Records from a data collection
══════════════════════════════
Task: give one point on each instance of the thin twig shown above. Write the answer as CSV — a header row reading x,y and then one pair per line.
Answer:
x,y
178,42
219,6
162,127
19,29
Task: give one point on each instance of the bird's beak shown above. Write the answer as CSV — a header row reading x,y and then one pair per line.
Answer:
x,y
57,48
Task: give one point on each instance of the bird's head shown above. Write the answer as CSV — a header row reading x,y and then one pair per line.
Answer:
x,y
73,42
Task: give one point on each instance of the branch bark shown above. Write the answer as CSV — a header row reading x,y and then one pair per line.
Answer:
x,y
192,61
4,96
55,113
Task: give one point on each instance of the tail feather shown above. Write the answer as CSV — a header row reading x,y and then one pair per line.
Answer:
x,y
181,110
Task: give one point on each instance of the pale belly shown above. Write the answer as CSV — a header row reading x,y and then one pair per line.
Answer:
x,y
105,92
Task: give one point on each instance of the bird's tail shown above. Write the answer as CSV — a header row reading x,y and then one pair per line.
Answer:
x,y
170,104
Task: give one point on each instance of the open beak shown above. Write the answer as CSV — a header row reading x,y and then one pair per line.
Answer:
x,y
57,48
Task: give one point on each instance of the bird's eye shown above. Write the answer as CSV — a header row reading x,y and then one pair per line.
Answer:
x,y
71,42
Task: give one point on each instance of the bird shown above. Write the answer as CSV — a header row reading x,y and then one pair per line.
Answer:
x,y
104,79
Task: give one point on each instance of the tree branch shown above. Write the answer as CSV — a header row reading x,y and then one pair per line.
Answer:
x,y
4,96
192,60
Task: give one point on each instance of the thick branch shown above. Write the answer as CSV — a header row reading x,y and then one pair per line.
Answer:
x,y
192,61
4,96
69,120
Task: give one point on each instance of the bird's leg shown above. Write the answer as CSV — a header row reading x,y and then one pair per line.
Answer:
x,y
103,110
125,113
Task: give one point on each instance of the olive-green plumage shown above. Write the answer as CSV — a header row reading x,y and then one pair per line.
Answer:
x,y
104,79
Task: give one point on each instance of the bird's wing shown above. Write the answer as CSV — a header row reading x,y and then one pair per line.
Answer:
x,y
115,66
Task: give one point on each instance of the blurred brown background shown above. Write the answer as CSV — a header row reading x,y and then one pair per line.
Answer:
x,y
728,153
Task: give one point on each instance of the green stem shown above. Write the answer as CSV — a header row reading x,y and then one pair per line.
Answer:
══════════════════════════════
== EXERCISE PROMPT ==
"beak" is the word to look for; copy every line of the data that has it.

== ANSWER FOR THIS EXERCISE ==
Task: give one point on each instance of the bird's beak shown above. Write the answer as CSV — a header row reading x,y and then one pair per line.
Task: give one point on each instance of the open beak shown above. Write the answer as CSV — a header row reading x,y and then one pair per line.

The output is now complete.